> **Set of tasks**:
[1] In the text on endocrinologists below, what is the name of the non-profit group Jason C. Baker started?
[2] Translate this sentence from the text on endocrinologists below into Spanish: "She was an extraordinary woman who was using her story to help other people."
[3] Transcribe the text on endocrinologists below, beginning at the words "Inspiration: Marjorie’s Fund" and stopping after "says Dr. Baker.".

> **Document extract**:
[Start of section]

Endocrinologists already do more for children with type 1 diabetes than their parents can even begin to thank them for. On top of that, these doctors have gone the extra mile to give back to the community in amazing ways.
Jason C. Baker, M.D.
Why he’s a hero: Baker, who has type 1 diabetes himself, started a non-profit group called Marjorie’s Fund to help connect people in developing countries with the resources and education they need to live successfully with type 1 diabetes.
Inspiration: Marjorie’s Fund was named after a young woman living in Uganda who had been diagnosed with type 1 diabetes at age 3. “I met Marjorie on a mission trip to Uganda,” Dr. Baker recalls. “She was an extraordinary woman who was using her story to help other people. Here was a person who was smart, motivated, who just didn’t have access to enough care.” Tragically, she passed away in July of 2011, before her 30th birthday. “I thought, ‘This is going to play out over and over if we don’t do something,’” says Dr. Baker.
Susan K. Dubois, M.D.
Why she’s a hero: In 2006, Dubois began making yearly medical mission trips to impoverished Haiti, becoming a visiting professor of endocrinology at the Karen School of Nursing in Port-au-Prince. Two years later, she left her private practice to start the nonprofit organization Auxanomen Mission, whose purpose is to provide healthcare to those without insurance in Austin, Texas.

[End of section]

> **Record extracts**:
[Start of section]

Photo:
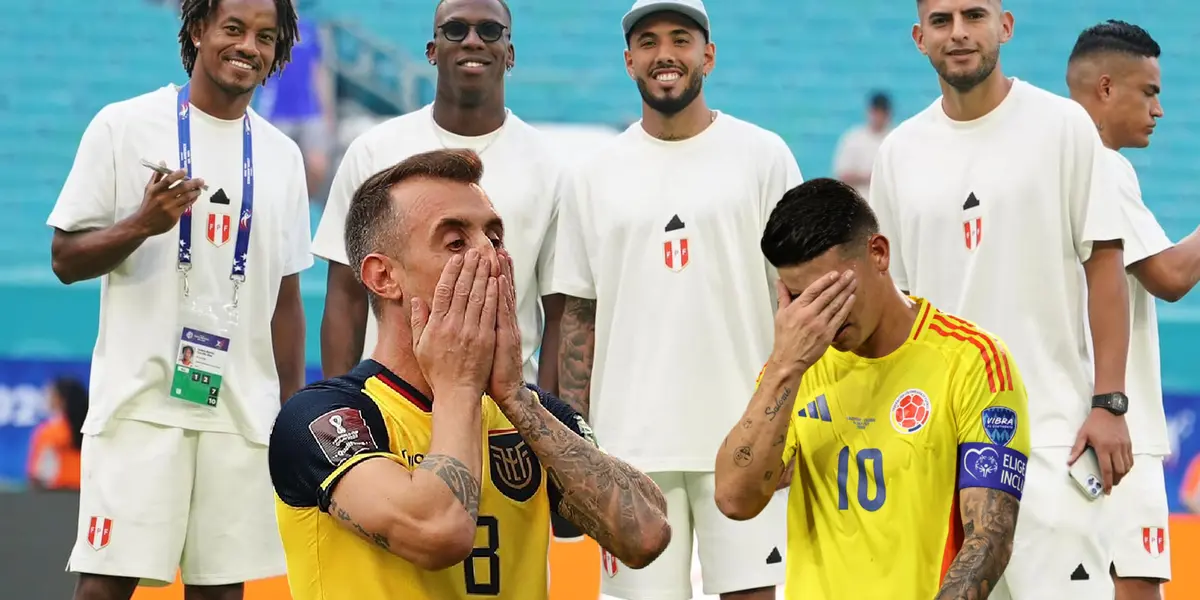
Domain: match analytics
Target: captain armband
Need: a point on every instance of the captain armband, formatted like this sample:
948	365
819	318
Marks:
991	466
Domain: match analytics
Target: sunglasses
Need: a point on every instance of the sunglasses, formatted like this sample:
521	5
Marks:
456	30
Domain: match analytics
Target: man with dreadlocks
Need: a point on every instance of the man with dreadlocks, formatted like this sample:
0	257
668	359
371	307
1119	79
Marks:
174	456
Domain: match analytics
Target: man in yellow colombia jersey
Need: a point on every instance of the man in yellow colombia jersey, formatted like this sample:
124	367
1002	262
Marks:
905	442
399	480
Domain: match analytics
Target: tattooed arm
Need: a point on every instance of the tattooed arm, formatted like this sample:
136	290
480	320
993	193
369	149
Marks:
576	352
426	515
989	520
751	461
613	503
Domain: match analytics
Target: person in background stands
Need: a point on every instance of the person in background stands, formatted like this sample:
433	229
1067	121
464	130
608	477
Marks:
55	443
1114	73
995	201
174	457
301	103
672	300
855	157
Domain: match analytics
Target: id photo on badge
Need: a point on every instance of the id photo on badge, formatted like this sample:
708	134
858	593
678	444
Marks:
202	353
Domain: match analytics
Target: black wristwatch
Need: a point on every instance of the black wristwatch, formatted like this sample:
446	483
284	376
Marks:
1114	402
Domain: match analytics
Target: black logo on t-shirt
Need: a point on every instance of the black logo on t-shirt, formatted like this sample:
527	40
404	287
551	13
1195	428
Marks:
676	253
972	222
1080	574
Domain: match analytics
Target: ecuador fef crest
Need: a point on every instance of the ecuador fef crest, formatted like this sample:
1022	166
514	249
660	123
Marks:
515	469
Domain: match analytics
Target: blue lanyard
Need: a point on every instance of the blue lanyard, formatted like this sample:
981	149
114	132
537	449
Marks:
241	245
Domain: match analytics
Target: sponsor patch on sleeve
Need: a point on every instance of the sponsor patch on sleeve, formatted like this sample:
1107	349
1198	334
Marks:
999	424
991	466
342	433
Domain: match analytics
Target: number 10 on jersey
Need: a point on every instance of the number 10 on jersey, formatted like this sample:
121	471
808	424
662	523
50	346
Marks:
868	460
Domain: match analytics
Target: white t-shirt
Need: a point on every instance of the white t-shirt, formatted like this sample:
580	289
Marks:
991	220
856	153
139	305
665	237
521	175
1144	382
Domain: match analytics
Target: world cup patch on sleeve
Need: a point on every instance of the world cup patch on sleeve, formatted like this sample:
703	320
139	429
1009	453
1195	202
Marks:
1000	424
342	433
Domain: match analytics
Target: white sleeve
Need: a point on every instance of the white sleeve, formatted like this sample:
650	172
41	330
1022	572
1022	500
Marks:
573	269
882	201
297	228
88	199
355	168
783	175
1144	237
550	241
1093	205
843	159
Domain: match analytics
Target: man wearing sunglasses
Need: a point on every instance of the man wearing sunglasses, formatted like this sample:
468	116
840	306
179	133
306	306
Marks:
472	49
669	292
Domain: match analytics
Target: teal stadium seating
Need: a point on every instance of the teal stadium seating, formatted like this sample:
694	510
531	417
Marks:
798	67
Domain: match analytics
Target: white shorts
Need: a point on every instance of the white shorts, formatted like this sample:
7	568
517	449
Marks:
733	555
1060	549
156	499
1137	522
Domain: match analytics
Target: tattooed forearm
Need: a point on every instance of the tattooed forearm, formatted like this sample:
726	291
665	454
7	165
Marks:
457	478
613	503
774	408
750	465
340	514
576	352
989	520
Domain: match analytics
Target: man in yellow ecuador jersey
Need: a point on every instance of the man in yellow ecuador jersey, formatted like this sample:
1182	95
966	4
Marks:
402	480
905	442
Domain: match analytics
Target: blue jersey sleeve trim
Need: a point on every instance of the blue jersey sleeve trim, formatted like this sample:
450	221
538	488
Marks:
993	466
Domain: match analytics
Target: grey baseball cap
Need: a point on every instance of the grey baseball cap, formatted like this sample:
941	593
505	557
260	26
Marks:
690	9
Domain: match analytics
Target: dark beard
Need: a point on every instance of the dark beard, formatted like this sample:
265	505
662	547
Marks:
672	106
967	82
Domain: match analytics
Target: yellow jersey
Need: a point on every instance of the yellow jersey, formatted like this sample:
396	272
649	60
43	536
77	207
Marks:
334	425
882	448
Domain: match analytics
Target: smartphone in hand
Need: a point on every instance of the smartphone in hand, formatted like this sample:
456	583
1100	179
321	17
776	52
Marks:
165	171
1086	474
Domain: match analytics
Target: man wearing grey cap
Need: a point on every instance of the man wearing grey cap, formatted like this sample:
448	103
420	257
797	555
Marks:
670	303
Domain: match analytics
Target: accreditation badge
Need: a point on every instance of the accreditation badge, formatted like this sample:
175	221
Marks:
203	353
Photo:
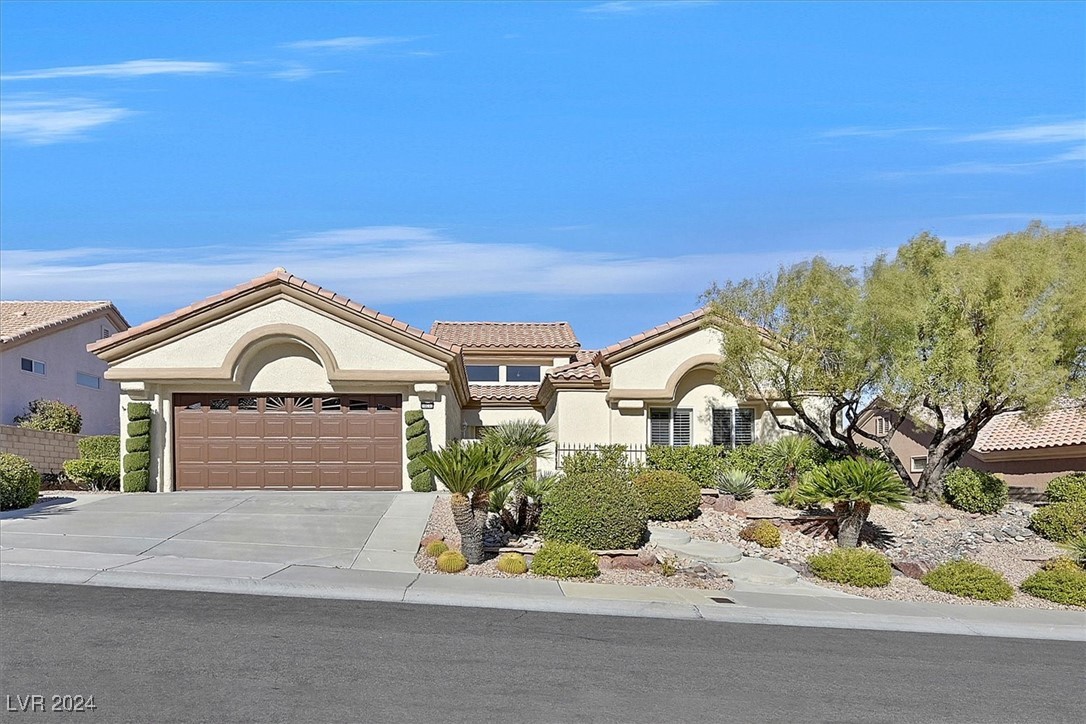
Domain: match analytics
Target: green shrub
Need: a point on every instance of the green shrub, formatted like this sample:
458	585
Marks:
51	415
141	444
565	560
609	460
764	533
434	548
593	510
969	580
137	481
735	483
1068	488
134	461
1060	521
699	462
667	495
452	561
422	482
513	563
139	428
417	446
856	567
95	473
20	483
1065	585
974	491
100	446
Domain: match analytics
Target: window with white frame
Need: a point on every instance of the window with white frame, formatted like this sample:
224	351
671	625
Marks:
85	380
34	366
732	427
669	427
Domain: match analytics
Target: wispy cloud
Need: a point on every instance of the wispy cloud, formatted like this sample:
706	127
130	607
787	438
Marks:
379	265
634	7
1069	131
126	70
345	43
39	122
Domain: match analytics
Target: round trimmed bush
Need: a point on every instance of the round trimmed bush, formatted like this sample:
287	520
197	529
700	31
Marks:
1060	585
452	561
565	560
513	563
974	491
20	483
856	567
667	495
764	533
434	548
595	510
1060	521
1068	488
969	580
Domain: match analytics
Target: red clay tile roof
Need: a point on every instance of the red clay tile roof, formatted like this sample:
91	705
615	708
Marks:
492	393
654	332
1064	426
21	319
507	335
582	368
279	276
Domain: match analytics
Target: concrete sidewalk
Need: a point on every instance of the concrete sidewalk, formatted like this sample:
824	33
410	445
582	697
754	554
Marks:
382	569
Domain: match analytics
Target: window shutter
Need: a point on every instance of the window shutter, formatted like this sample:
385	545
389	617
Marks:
680	428
744	427
659	426
722	427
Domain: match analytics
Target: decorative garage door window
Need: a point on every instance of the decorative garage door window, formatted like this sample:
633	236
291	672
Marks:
288	441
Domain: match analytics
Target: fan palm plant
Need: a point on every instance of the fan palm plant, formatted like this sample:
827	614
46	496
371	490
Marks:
529	440
471	471
851	486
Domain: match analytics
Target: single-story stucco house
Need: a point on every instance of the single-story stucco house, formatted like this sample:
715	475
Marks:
1024	454
279	383
43	356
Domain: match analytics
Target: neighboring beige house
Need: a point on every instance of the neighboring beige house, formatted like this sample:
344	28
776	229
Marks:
1023	455
281	383
43	355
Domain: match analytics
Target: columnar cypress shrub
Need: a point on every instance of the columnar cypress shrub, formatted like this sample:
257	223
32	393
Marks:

[End of section]

> **Answer set**:
[1] Marjorie’s Fund

[2] Era una mujer extraordinaria que estaba usando su historia para ayudar a otras personas.

[3]
Inspiration: Marjorie’s Fund was named after a young woman living in Uganda who had been diagnosed with type 1 diabetes at age 3. “I met Marjorie on a mission trip to Uganda,” Dr. Baker recalls. “She was an extraordinary woman who was using her story to help other people. Here was a person who was smart, motivated, who just didn’t have access to enough care.” Tragically, she passed away in July of 2011, before her 30th birthday. “I thought, ‘This is going to play out over and over if we don’t do something,’” says Dr. Baker.